Problem requirements ▸ Look through the records and copy each line with the string "frame" in it.

# # # #

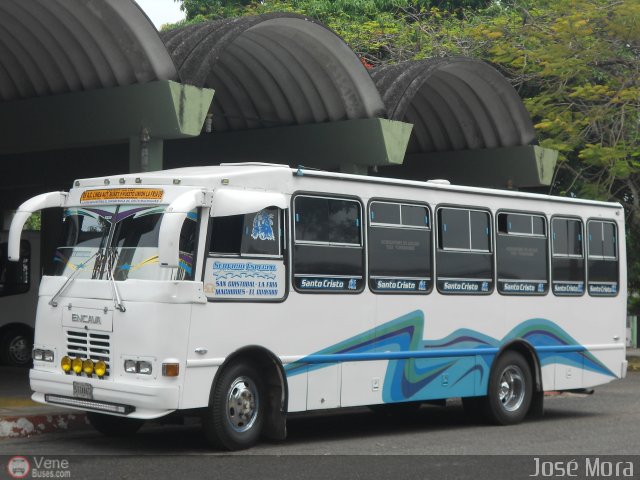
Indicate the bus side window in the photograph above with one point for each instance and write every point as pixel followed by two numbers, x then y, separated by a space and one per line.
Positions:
pixel 245 260
pixel 399 248
pixel 602 265
pixel 521 254
pixel 15 276
pixel 253 234
pixel 464 256
pixel 328 251
pixel 567 257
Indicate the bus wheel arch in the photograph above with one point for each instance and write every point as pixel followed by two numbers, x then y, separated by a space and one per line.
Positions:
pixel 524 348
pixel 271 380
pixel 514 391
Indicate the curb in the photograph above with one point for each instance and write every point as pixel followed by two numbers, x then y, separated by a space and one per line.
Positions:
pixel 31 425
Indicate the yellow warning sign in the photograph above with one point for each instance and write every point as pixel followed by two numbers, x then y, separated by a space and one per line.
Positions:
pixel 122 195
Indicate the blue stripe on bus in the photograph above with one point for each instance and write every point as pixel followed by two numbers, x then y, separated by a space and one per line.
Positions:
pixel 361 357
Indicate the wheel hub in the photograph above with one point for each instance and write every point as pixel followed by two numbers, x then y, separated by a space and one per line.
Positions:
pixel 511 388
pixel 242 404
pixel 19 349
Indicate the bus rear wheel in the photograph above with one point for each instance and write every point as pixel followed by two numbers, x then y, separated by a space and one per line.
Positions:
pixel 510 389
pixel 236 412
pixel 15 347
pixel 112 426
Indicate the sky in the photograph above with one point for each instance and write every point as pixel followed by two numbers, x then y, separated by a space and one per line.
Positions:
pixel 162 11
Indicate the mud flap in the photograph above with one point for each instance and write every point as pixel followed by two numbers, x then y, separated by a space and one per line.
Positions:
pixel 536 409
pixel 275 427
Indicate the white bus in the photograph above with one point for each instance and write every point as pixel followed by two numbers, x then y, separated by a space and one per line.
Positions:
pixel 249 291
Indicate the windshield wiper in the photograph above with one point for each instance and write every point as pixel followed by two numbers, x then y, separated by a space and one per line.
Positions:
pixel 117 301
pixel 54 300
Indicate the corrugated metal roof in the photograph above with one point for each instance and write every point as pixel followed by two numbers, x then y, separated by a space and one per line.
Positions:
pixel 51 47
pixel 454 104
pixel 274 70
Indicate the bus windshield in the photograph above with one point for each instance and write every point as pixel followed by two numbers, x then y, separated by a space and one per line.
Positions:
pixel 121 239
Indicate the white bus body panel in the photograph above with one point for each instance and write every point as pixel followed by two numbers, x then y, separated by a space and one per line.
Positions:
pixel 342 349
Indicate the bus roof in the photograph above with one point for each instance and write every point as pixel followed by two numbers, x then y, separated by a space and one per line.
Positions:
pixel 212 176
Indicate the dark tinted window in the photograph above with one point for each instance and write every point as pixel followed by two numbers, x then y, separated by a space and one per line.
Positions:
pixel 567 261
pixel 327 220
pixel 416 216
pixel 15 276
pixel 480 233
pixel 386 213
pixel 400 254
pixel 328 253
pixel 521 254
pixel 454 229
pixel 464 259
pixel 567 237
pixel 602 258
pixel 256 233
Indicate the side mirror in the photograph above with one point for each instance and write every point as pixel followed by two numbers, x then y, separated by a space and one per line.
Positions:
pixel 171 225
pixel 46 200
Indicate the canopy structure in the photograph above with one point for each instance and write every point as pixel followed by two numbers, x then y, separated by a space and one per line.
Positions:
pixel 90 87
pixel 274 70
pixel 51 47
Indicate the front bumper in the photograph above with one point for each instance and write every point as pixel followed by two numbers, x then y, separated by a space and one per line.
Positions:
pixel 150 401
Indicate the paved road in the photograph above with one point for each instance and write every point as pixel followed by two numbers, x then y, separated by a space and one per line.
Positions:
pixel 606 423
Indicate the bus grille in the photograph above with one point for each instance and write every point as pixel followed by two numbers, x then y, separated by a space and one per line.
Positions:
pixel 95 346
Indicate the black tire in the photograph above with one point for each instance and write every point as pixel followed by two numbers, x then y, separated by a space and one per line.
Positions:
pixel 15 347
pixel 399 410
pixel 510 389
pixel 112 426
pixel 474 407
pixel 237 408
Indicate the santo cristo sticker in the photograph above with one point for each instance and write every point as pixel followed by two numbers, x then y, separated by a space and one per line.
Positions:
pixel 122 194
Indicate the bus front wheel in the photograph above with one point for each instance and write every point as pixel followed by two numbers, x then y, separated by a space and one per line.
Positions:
pixel 510 389
pixel 236 411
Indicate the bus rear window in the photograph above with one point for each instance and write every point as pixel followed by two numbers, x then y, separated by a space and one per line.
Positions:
pixel 567 258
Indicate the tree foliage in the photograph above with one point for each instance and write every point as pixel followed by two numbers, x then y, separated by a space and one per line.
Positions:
pixel 575 63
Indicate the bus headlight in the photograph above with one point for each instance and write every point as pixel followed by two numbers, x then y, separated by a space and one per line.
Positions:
pixel 76 365
pixel 141 367
pixel 170 369
pixel 65 363
pixel 87 367
pixel 100 368
pixel 130 366
pixel 144 368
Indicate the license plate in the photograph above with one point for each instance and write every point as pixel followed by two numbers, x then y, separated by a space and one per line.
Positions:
pixel 83 390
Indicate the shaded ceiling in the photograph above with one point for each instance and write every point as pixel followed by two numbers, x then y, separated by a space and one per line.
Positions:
pixel 49 47
pixel 454 104
pixel 274 70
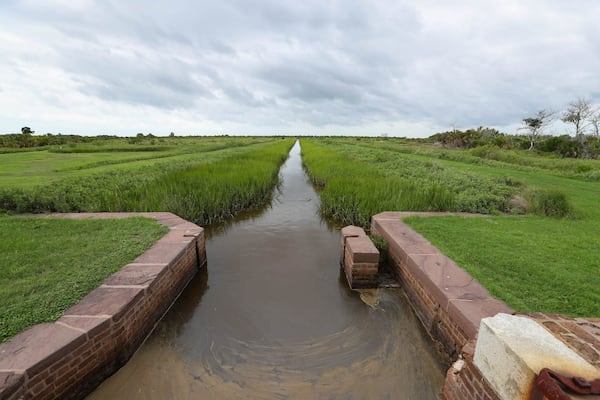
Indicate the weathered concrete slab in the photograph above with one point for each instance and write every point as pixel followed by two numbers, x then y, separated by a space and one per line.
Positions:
pixel 107 301
pixel 511 350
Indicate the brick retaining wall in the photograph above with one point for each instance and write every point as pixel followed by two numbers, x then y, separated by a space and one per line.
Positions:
pixel 451 304
pixel 67 359
pixel 447 300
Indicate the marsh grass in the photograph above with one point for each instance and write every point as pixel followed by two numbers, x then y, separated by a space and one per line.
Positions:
pixel 546 261
pixel 50 264
pixel 203 187
pixel 356 184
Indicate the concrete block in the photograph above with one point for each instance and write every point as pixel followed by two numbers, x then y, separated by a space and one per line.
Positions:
pixel 511 350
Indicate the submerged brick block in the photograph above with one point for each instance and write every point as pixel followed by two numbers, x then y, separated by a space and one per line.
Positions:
pixel 360 258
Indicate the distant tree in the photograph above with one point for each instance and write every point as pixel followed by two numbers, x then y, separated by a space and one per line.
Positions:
pixel 595 122
pixel 535 126
pixel 579 113
pixel 27 131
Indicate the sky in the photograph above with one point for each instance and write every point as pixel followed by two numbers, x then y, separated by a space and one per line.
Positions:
pixel 255 67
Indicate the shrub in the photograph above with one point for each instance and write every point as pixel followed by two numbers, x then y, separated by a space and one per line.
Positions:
pixel 550 203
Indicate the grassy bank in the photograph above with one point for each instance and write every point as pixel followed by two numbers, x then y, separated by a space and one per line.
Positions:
pixel 204 181
pixel 533 262
pixel 50 264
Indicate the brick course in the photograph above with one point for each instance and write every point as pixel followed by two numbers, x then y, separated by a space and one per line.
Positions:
pixel 69 358
pixel 446 299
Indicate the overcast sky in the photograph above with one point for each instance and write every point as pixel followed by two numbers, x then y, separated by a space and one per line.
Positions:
pixel 405 68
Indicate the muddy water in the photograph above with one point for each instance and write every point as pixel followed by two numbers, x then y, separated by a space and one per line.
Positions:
pixel 272 318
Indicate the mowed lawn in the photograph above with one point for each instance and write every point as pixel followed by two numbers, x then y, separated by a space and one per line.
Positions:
pixel 49 264
pixel 532 262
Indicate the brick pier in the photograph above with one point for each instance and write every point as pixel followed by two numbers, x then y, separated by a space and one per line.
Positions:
pixel 67 359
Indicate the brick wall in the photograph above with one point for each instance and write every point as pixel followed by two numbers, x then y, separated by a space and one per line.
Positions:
pixel 464 381
pixel 69 358
pixel 447 300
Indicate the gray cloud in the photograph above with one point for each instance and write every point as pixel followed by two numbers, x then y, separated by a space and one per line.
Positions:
pixel 327 65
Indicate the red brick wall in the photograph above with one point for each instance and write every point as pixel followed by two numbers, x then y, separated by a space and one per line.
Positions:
pixel 69 358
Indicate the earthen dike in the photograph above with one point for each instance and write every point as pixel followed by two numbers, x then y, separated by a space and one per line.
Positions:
pixel 67 359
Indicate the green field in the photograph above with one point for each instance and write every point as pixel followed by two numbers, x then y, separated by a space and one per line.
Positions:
pixel 204 180
pixel 526 256
pixel 49 264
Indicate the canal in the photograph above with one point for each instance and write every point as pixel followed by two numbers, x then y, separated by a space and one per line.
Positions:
pixel 272 317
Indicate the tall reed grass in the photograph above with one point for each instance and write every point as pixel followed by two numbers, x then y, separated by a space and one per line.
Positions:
pixel 358 182
pixel 202 191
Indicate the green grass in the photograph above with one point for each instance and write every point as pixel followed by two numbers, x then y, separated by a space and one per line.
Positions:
pixel 357 183
pixel 27 169
pixel 546 262
pixel 203 182
pixel 50 264
pixel 532 263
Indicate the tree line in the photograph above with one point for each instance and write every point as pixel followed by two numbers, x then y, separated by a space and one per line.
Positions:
pixel 535 133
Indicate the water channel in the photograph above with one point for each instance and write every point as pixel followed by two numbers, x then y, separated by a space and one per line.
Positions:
pixel 272 317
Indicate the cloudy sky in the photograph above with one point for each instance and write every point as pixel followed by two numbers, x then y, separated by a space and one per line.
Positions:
pixel 405 68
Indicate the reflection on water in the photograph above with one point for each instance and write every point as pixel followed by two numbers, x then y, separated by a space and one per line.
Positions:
pixel 272 317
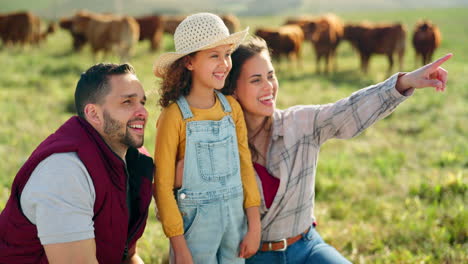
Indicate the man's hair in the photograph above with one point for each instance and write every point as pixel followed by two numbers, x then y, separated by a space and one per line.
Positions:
pixel 93 85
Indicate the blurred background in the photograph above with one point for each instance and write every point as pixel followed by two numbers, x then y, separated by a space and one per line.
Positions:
pixel 395 194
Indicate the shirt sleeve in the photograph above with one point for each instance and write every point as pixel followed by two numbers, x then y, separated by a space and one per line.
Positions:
pixel 249 182
pixel 167 141
pixel 347 117
pixel 59 199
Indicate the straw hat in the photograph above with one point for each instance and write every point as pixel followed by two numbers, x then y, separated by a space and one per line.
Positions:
pixel 197 32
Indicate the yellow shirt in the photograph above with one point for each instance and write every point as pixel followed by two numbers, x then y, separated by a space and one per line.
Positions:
pixel 170 147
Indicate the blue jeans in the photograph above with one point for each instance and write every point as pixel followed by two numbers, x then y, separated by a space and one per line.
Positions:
pixel 309 249
pixel 211 197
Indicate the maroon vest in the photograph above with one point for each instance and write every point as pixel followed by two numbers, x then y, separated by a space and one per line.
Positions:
pixel 114 233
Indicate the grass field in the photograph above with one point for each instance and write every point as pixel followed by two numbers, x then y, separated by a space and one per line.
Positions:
pixel 395 194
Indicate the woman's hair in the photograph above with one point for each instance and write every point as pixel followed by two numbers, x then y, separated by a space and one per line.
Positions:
pixel 176 82
pixel 244 52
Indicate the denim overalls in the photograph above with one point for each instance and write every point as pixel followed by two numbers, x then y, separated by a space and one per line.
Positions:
pixel 211 197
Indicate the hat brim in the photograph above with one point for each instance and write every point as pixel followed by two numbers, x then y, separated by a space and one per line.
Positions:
pixel 162 63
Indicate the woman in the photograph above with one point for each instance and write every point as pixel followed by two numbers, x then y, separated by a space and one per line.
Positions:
pixel 285 146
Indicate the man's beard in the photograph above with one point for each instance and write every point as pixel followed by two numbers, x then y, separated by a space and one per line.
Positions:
pixel 112 128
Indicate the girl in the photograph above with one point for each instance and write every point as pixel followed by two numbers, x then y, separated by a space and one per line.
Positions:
pixel 203 213
pixel 285 146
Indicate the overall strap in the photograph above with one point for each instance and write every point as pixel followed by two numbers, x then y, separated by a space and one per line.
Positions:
pixel 184 107
pixel 224 102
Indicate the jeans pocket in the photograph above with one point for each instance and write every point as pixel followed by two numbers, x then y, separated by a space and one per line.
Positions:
pixel 190 216
pixel 216 160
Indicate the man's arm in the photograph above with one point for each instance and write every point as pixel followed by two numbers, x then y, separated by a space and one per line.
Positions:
pixel 133 257
pixel 83 252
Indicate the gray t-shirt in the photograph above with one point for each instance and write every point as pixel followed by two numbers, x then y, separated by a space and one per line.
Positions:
pixel 59 199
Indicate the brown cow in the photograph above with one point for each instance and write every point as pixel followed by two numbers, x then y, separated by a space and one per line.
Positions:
pixel 171 23
pixel 285 40
pixel 19 28
pixel 107 32
pixel 79 40
pixel 368 39
pixel 151 28
pixel 426 39
pixel 325 33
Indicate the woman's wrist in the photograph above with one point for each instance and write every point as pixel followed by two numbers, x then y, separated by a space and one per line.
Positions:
pixel 402 83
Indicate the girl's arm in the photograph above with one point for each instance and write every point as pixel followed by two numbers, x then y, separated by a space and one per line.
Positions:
pixel 167 142
pixel 249 183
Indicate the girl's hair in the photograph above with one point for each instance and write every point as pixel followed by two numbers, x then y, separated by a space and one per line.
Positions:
pixel 244 52
pixel 176 82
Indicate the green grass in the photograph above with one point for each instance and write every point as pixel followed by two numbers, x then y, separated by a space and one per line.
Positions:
pixel 395 194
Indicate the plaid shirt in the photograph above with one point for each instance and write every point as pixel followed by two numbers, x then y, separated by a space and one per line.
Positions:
pixel 298 132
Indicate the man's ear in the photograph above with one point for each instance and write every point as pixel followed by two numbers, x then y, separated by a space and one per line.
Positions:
pixel 92 114
pixel 188 63
pixel 234 94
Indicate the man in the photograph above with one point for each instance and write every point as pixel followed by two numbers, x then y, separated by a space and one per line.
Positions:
pixel 83 195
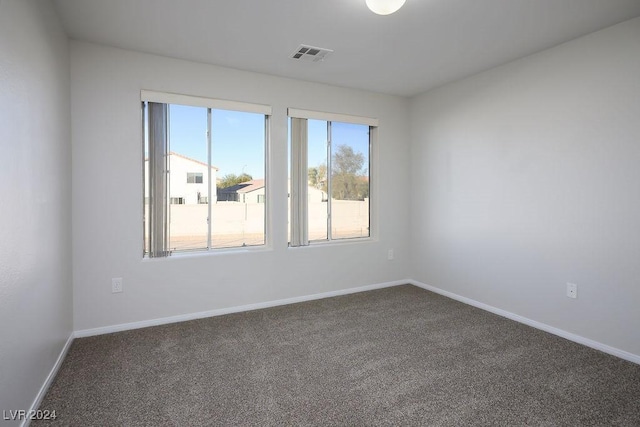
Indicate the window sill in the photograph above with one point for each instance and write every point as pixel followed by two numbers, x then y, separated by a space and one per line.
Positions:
pixel 212 252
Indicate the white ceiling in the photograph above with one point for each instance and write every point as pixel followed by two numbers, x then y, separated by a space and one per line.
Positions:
pixel 425 44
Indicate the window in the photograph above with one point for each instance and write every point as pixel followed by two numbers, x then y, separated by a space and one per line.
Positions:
pixel 330 176
pixel 194 178
pixel 220 146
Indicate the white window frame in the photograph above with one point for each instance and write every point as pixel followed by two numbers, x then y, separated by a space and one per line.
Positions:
pixel 299 166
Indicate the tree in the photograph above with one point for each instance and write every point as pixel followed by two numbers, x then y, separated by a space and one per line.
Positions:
pixel 231 179
pixel 348 180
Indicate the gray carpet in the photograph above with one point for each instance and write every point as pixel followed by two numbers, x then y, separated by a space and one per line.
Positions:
pixel 396 356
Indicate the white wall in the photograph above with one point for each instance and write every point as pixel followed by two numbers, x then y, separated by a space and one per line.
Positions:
pixel 527 176
pixel 35 186
pixel 107 235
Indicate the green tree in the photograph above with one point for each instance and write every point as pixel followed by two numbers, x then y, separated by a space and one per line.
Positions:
pixel 231 179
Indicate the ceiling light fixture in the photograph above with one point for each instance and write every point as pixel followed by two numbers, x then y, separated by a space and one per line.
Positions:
pixel 384 7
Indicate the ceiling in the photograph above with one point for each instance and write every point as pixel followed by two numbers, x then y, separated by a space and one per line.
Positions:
pixel 425 44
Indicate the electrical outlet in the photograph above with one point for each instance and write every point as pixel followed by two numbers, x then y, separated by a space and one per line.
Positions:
pixel 116 285
pixel 572 290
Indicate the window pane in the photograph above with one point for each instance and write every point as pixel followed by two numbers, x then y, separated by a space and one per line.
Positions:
pixel 188 227
pixel 317 173
pixel 349 180
pixel 238 151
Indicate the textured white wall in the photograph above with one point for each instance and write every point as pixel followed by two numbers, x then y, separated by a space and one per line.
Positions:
pixel 527 177
pixel 107 237
pixel 35 186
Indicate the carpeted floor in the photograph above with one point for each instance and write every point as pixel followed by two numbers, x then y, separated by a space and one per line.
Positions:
pixel 396 356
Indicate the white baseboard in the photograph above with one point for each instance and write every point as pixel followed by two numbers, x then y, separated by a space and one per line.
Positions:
pixel 533 323
pixel 47 383
pixel 219 312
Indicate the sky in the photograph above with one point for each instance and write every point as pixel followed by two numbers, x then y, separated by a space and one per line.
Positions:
pixel 238 139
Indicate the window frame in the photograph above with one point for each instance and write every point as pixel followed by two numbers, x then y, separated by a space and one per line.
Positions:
pixel 211 104
pixel 298 203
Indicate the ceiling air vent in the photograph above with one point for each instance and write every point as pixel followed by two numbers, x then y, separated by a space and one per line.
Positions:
pixel 310 53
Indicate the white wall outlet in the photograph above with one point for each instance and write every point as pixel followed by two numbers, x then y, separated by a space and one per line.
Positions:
pixel 572 290
pixel 116 285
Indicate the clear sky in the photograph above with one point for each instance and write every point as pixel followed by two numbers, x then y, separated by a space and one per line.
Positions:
pixel 238 139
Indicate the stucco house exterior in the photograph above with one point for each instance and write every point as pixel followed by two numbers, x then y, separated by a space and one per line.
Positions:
pixel 188 180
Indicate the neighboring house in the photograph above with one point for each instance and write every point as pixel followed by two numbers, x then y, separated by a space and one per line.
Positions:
pixel 254 192
pixel 189 183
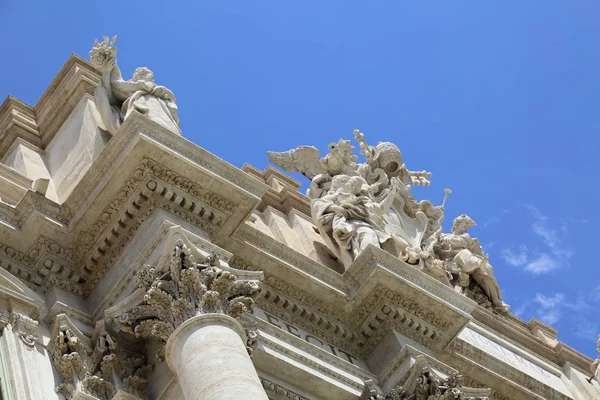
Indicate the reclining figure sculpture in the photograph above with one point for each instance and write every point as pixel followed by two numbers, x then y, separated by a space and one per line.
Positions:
pixel 355 205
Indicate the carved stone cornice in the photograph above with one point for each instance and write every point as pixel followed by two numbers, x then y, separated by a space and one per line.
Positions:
pixel 191 284
pixel 421 381
pixel 474 356
pixel 387 298
pixel 25 328
pixel 279 392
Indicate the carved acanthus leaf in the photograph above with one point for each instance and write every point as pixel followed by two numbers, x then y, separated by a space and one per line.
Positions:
pixel 99 371
pixel 188 288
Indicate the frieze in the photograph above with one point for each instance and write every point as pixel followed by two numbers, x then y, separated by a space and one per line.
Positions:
pixel 281 392
pixel 146 210
pixel 381 293
pixel 511 373
pixel 411 274
pixel 311 363
pixel 280 251
pixel 145 168
pixel 375 328
pixel 25 329
pixel 193 153
pixel 307 337
pixel 276 310
pixel 44 244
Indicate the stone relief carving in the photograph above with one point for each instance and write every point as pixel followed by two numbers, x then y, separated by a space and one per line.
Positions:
pixel 465 260
pixel 595 367
pixel 26 329
pixel 280 391
pixel 355 205
pixel 188 288
pixel 426 385
pixel 117 98
pixel 99 370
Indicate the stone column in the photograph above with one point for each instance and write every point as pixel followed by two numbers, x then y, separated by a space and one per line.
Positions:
pixel 189 310
pixel 209 356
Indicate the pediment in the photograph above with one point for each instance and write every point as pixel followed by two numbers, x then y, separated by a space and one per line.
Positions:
pixel 18 296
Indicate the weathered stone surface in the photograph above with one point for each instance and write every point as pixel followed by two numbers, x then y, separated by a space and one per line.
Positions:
pixel 131 261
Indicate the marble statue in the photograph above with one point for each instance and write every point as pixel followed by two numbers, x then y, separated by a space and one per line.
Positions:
pixel 349 219
pixel 355 205
pixel 117 98
pixel 465 257
pixel 595 367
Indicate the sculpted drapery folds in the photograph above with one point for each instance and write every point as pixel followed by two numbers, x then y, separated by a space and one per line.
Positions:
pixel 117 98
pixel 595 367
pixel 466 259
pixel 189 287
pixel 355 205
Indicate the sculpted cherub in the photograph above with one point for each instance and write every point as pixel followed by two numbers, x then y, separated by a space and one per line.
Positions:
pixel 595 367
pixel 305 159
pixel 348 218
pixel 117 98
pixel 466 259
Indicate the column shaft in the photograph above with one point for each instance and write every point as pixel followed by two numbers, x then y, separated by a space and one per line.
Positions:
pixel 211 362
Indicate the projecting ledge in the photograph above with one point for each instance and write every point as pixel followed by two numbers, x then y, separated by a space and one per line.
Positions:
pixel 388 293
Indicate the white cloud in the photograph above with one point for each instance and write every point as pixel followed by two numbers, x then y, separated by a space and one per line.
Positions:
pixel 514 258
pixel 552 257
pixel 549 309
pixel 579 316
pixel 542 264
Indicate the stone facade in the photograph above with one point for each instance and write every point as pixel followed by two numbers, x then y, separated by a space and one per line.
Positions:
pixel 137 265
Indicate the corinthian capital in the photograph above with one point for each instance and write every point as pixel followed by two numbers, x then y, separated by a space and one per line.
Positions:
pixel 190 286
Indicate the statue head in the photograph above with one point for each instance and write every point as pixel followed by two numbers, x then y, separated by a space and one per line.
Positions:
pixel 103 51
pixel 388 157
pixel 461 224
pixel 143 74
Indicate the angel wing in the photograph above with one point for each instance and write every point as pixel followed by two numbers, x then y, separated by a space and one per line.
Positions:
pixel 303 159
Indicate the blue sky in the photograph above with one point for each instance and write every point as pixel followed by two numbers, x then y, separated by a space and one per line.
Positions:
pixel 498 99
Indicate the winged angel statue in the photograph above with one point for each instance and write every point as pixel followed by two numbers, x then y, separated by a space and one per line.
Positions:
pixel 355 205
pixel 117 98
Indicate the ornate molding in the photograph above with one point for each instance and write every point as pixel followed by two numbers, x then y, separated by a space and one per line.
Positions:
pixel 191 285
pixel 25 328
pixel 423 384
pixel 98 368
pixel 274 389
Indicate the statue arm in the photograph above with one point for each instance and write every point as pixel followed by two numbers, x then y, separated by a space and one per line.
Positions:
pixel 164 93
pixel 475 247
pixel 123 89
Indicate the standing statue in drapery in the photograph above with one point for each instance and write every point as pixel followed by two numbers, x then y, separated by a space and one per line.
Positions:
pixel 355 205
pixel 595 367
pixel 117 98
pixel 465 258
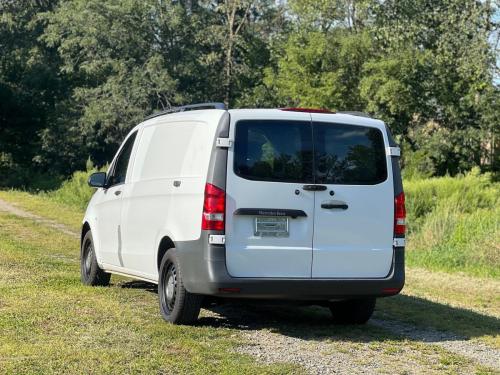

# # # #

Result for this exercise ▸
Indicate the white window frame in the photograph above with one point for each instance and write every point as pixel followed by two numbers, x then y, separated by a space and one per line.
Indicate the window frame in the photograph above with one point for each instance and write every point as pixel followed by two numbers, x then y, separated by a space and one per line.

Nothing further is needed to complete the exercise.